# [Written exercise a]
Shift every bounding-box coordinate up by 27 in the rows, from the line that contains "Get the bounding box for every purple" through the end of the rows, both included. Write out all those lines again, leaving every other line unchanged.

───── Passage given ─────

What is an emergency fund?

Simply put, it is a store of money, typically cash or a cash equivalent like an investment in US Treasury securities, that can be used in case of an emergency and only in an emergency. As financial advisors in northeast Ohio, where not only do we get lots of lake-effect snow in the winter, we see torrents of lake-effect rain in the spring and summer.

Many areas of Cleveland receive so much rain that many rivers and tributaries overflow with runoff. This can cause sewers and drains in people’s basements to backup. Insurance policies don’t typically cover sewer and drain backups unless there is a specific endorsement to do so. Imagine you have a backup and you don’t have this coverage.

I’ve seen where people’s basements will fill nearly 2 feet full of backed up sewer water causing tens of thousands of dollars in damage to carpet, drywall, furniture, appliances, and mementos. If you had to pay for something like this, an emergency fund would be unbelievably helpful.

How much should be in an emergency fund?

I hate to use this term because everyone’s situation is different, but the rule-of-thumb is somewhere between three- and six-months of basic living expenses. If you are single and have no dependents, then 3-months may suffice. If you are married, with children, and the only one working, then you should probably aim for the six-month mark, or even more depending on how many mouths you must feed. Other things can come into play when making the decision too.

───── Supplied data ─────

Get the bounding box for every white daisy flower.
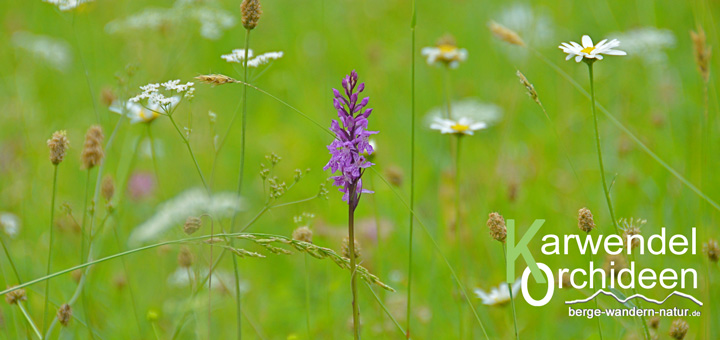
[110,96,180,124]
[421,36,467,68]
[430,117,487,136]
[428,99,501,135]
[0,212,20,238]
[43,0,93,11]
[558,35,627,63]
[475,279,522,306]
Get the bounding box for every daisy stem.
[502,242,520,340]
[587,62,620,235]
[588,251,603,340]
[348,189,360,340]
[445,67,452,119]
[17,302,42,340]
[455,134,462,240]
[41,164,58,339]
[404,0,417,339]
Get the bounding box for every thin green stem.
[168,115,210,193]
[43,164,59,339]
[348,197,360,340]
[236,29,250,339]
[454,134,462,240]
[17,302,42,340]
[588,251,603,340]
[503,242,520,340]
[587,62,620,235]
[146,124,163,192]
[404,0,417,339]
[303,254,312,339]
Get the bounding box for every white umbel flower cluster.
[475,279,522,306]
[43,0,93,11]
[220,49,283,68]
[105,0,237,40]
[130,79,195,108]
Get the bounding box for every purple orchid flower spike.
[323,71,378,208]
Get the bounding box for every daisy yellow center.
[450,123,470,132]
[580,46,595,54]
[438,44,457,53]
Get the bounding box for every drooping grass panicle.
[488,21,525,47]
[578,208,595,233]
[80,125,105,170]
[690,27,712,83]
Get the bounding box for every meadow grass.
[0,0,720,339]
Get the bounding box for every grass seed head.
[293,227,312,243]
[240,0,262,30]
[57,303,72,327]
[578,208,595,233]
[183,216,202,235]
[47,130,70,165]
[5,288,27,305]
[703,240,720,262]
[81,125,105,170]
[487,212,507,243]
[100,175,115,202]
[488,21,525,46]
[669,319,690,340]
[195,74,238,86]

─────

# [Written exercise b]
Return the emergency fund text word for word, between "Many areas of" and "in an emergency fund?", inclusive.

# [Correct result a]
Get the bounding box for every purple orchid flower spike.
[350,98,405,235]
Get the bounding box for every daisy yellow center.
[477,150,497,159]
[607,73,622,81]
[465,71,484,80]
Get the bounding box for every drooping grass panicle.
[515,48,552,74]
[605,235,622,260]
[107,152,132,197]
[717,54,739,110]
Get the bounding box for every meadow grass.
[27,27,747,366]
Get the bounding box for every grass seed head.
[320,254,339,270]
[267,27,289,57]
[84,330,99,354]
[605,235,622,260]
[210,243,229,262]
[74,157,97,192]
[32,315,54,332]
[730,267,747,289]
[108,152,132,197]
[514,239,534,270]
[127,202,142,229]
[515,48,552,73]
[696,346,717,367]
[222,101,265,113]

# [Correct result b]
Many areas of Cleveland receive so much rain that many rivers and tributaries overflow with runoff. This can cause sewers and drains in people’s basements to backup. Insurance policies don’t typically cover sewer and drain backups unless there is a specific endorsement to do so. Imagine you have a backup and you don’t have this coverage.

I’ve seen where people’s basements will fill nearly 2 feet full of backed up sewer water causing tens of thousands of dollars in damage to carpet, drywall, furniture, appliances, and mementos. If you had to pay for something like this, an emergency fund would be unbelievably helpful.

How much should be in an emergency fund?